*Work item*. Return the lines from the one containing "Note: for every instance of the yellow ray" to the end of the material, both end lines included, exactly and with nothing else.

*Source records*.
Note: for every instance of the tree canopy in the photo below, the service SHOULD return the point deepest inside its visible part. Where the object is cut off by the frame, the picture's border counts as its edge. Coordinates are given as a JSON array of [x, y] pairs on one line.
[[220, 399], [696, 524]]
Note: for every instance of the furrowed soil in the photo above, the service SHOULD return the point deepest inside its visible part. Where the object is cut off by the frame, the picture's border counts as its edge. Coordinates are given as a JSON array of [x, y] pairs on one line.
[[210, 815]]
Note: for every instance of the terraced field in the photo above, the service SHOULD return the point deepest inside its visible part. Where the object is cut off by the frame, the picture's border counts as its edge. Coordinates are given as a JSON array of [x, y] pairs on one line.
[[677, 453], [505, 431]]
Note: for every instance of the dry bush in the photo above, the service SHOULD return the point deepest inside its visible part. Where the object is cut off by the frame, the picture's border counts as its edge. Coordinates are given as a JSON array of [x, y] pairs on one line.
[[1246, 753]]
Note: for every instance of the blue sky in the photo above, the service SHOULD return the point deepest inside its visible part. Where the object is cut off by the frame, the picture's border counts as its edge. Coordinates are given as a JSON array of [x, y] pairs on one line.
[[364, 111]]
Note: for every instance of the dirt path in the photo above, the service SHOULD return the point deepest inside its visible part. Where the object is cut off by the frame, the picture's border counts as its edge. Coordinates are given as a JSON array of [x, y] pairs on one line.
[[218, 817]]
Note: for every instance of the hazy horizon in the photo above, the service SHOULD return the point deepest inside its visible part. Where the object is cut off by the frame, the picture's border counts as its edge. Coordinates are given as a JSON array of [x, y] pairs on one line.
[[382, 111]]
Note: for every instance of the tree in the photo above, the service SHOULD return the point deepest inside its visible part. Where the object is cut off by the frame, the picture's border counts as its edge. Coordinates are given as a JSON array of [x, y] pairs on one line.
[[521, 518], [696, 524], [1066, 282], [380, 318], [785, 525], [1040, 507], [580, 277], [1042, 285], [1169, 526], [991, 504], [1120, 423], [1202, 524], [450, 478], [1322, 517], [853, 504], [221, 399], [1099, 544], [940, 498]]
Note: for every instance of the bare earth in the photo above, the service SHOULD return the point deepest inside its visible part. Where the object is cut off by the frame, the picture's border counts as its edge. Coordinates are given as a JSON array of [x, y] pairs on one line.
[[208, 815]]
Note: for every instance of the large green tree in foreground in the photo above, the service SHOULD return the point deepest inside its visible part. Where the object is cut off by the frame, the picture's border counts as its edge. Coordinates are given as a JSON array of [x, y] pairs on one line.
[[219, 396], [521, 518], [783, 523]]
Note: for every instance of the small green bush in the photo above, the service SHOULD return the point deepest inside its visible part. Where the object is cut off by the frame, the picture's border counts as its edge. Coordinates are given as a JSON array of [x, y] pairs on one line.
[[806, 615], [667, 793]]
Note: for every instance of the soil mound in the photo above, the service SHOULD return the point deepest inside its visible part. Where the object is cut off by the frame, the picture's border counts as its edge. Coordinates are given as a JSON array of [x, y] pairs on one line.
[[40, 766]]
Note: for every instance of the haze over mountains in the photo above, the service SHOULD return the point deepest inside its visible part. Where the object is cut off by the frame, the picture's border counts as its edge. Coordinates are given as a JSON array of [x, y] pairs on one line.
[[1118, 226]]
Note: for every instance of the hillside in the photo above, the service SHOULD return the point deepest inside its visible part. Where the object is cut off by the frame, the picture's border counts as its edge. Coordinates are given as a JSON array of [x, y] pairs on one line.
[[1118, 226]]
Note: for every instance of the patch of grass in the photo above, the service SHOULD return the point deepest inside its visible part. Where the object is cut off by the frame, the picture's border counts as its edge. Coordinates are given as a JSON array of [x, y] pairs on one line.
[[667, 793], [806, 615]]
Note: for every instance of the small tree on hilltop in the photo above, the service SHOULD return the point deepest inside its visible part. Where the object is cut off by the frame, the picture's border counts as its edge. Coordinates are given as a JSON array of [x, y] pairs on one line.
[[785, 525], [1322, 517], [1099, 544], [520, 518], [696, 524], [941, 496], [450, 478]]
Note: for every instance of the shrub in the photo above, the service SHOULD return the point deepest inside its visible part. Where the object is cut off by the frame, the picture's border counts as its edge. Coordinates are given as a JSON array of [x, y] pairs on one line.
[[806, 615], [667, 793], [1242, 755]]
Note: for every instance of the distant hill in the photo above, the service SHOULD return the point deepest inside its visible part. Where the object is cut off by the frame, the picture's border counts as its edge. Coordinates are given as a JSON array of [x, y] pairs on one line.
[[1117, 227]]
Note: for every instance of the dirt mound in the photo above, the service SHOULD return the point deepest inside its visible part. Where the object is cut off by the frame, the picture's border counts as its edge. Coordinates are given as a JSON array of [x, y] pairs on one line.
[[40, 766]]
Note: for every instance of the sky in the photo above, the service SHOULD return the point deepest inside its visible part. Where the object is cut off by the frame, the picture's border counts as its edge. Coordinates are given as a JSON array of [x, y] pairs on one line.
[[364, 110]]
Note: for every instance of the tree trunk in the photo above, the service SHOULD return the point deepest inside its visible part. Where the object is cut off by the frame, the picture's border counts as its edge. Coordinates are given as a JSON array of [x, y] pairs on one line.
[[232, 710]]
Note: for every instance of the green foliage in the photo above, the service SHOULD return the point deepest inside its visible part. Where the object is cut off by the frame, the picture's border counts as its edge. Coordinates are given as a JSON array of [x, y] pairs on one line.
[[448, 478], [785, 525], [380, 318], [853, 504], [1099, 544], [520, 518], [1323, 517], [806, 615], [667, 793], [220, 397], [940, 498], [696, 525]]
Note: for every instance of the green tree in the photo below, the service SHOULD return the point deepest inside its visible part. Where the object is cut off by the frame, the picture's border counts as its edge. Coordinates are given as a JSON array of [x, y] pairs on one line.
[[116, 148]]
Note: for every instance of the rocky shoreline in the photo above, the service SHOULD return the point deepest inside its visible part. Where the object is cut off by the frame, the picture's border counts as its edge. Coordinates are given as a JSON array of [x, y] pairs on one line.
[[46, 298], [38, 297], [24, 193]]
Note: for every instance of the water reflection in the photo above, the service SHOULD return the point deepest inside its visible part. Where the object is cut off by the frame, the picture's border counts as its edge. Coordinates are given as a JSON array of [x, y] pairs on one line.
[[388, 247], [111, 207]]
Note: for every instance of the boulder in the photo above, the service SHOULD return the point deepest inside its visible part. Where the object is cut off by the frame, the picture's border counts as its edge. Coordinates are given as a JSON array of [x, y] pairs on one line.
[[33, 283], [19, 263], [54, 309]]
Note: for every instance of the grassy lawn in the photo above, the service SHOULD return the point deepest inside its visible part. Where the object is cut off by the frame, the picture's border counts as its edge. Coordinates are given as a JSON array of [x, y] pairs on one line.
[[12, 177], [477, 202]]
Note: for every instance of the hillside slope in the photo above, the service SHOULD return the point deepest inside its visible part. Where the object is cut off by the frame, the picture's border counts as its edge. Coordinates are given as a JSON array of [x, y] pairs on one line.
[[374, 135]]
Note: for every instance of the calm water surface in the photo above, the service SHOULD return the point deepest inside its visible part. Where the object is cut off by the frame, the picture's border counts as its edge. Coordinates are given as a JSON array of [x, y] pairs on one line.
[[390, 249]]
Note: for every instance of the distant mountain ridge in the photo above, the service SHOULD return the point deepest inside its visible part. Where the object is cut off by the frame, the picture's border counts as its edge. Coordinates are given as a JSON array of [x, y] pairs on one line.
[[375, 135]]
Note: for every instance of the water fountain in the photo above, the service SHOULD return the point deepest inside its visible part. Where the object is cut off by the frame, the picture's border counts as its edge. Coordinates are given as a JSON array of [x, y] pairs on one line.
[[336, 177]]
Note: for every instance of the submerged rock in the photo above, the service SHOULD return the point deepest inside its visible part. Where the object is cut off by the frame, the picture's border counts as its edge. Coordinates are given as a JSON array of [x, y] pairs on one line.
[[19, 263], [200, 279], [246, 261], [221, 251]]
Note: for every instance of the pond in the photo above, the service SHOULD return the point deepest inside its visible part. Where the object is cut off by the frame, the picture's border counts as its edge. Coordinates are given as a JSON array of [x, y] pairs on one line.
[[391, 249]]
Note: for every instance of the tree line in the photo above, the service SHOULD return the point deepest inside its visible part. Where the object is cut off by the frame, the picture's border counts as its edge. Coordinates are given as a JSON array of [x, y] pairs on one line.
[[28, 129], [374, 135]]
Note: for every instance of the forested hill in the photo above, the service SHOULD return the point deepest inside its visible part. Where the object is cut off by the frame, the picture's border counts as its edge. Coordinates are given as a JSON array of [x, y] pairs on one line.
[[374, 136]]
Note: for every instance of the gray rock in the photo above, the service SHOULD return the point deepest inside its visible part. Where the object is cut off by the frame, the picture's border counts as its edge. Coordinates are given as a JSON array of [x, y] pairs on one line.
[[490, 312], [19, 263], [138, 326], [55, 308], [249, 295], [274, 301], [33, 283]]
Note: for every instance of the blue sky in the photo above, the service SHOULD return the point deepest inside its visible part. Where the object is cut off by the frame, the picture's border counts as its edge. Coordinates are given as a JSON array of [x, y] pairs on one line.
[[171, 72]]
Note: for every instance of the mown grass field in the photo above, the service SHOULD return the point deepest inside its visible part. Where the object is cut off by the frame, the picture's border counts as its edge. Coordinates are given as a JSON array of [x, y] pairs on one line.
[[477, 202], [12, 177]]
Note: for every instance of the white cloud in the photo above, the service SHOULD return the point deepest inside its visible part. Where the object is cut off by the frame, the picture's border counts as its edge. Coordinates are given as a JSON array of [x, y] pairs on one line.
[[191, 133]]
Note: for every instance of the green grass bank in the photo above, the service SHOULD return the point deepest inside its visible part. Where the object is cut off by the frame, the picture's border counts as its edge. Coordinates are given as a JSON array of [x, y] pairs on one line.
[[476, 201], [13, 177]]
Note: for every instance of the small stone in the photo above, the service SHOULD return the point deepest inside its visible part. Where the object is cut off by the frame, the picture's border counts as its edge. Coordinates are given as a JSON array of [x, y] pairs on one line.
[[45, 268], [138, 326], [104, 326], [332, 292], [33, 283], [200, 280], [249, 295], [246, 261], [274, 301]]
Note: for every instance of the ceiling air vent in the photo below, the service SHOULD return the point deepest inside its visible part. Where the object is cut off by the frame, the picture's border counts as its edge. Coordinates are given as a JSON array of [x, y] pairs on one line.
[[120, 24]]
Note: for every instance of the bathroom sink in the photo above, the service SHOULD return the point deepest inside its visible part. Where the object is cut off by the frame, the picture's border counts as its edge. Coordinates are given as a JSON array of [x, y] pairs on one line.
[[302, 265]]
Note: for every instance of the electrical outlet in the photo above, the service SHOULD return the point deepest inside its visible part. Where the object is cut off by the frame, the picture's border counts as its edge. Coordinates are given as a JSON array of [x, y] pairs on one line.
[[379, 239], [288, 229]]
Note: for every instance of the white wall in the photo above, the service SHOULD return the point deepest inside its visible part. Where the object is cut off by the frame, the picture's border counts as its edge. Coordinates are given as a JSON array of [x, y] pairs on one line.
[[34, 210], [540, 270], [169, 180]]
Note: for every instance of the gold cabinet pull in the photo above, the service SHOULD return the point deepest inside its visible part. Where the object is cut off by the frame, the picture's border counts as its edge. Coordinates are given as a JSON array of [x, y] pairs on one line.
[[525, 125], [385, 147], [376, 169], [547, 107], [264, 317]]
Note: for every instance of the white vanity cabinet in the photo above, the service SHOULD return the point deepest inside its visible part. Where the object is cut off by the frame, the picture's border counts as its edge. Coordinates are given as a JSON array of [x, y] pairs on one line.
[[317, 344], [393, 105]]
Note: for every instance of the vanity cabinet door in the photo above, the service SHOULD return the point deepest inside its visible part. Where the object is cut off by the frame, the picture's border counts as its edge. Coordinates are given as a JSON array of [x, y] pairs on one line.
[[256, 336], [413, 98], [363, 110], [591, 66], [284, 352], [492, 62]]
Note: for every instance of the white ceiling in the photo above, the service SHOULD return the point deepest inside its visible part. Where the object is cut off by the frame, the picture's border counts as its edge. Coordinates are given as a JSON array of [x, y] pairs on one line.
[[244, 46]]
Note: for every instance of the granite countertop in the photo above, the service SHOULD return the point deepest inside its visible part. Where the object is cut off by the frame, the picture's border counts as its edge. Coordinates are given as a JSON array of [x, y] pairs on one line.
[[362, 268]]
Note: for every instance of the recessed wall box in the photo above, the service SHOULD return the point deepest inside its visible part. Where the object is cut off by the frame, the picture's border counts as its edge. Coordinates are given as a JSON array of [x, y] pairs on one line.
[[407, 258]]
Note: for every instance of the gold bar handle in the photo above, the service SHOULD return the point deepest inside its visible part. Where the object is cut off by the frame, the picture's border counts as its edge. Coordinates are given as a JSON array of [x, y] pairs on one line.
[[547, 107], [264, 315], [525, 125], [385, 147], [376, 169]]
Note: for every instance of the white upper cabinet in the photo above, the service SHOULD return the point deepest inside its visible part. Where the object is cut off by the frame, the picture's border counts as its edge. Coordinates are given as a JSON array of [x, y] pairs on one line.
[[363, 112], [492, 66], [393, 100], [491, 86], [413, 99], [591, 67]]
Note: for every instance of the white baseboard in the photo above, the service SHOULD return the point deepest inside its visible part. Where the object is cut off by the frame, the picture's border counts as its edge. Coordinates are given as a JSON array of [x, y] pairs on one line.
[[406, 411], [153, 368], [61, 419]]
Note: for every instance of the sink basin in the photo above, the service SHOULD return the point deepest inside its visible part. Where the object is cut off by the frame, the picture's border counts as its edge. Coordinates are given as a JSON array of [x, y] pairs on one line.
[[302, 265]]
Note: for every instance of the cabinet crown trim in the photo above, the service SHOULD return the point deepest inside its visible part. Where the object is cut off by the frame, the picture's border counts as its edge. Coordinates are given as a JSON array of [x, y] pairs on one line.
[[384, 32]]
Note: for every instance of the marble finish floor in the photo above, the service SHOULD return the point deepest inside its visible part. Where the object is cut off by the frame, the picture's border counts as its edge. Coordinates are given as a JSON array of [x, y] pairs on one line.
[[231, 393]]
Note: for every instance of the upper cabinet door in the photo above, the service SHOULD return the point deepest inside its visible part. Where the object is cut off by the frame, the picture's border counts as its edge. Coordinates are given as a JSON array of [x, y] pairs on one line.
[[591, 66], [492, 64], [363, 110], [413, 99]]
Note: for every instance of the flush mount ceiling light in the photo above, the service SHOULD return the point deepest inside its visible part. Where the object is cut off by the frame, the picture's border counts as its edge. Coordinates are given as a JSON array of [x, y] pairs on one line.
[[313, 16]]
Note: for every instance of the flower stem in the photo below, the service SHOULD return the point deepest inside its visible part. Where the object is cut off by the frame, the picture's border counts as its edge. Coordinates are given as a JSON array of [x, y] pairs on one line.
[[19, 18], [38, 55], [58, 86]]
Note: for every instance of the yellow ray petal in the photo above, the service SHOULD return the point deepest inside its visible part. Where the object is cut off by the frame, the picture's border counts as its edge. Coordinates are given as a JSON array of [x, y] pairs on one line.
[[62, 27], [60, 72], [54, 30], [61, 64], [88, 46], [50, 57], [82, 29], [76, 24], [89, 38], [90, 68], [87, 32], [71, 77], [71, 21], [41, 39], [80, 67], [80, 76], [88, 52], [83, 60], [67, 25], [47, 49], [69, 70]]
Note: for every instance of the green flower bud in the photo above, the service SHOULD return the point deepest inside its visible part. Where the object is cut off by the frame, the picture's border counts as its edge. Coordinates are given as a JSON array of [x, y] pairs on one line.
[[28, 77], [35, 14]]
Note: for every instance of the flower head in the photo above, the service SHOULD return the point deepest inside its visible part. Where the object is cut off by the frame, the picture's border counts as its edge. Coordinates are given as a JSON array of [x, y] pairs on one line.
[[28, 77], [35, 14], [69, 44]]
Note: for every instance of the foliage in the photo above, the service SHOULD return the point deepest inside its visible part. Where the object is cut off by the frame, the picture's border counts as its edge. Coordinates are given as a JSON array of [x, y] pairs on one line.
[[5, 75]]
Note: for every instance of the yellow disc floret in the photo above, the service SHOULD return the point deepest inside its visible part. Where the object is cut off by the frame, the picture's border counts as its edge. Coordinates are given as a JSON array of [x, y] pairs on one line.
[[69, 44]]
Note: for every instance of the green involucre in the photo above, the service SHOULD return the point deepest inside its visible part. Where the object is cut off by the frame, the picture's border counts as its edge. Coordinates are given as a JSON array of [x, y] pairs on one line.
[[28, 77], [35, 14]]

*Written solution*.
Note: for every instance of the yellow ray petal in the photo above, the service SHOULD return the point deepest inside its visible part. Where the object is cut off by the frame, the picture's border counts as its edge. Coordinates are given as a JSON array of [x, y] pairs on one line.
[[62, 27], [60, 72], [54, 30], [61, 64], [88, 46], [50, 57], [82, 29], [76, 24], [89, 38], [90, 68], [87, 32], [71, 77], [71, 21], [41, 39], [80, 67], [80, 76], [88, 52], [83, 60], [67, 25], [47, 49], [69, 70]]
Note: for every instance of the green flower bud in the photo above, the service SHOULD return the point deepest inside its visible part. Where the object is cut off by the frame, the picture's border counts as its edge. Coordinates are given as a JSON array of [x, y] pairs on one line.
[[28, 77], [35, 14]]
Note: for every instance of the flower head in the photo above, the service SHOULD return the point deepest inside its visible part. Where the object is cut off by the frame, the picture's border counts as its edge. Coordinates are given as a JSON array of [x, y] pairs on one line.
[[28, 77], [35, 14], [69, 44]]
Note: for every instance of the foliage in the photo above, the service SHOULD return the point deepest inside its visible part. Where the object is cut off by the frame, the picture's border counts as its edge. Coordinates are given as a JSON array of [x, y] pairs on one line.
[[5, 75]]
Note: for every instance of the yellow disc floret in the photo above, the service SHOULD return the point deepest inside its visible part. Where the object is cut off by the frame, the picture's border counts as its edge. Coordinates are given as a JSON array of [x, y] pairs on one line.
[[69, 44]]
Note: for every instance of the green involucre in the photo above, the service SHOULD return the point deepest inside its visible part. Where the object is cut off by the frame, the picture's border counts as its edge. Coordinates are given as a JSON array of [x, y] pairs on one line.
[[28, 77], [35, 14]]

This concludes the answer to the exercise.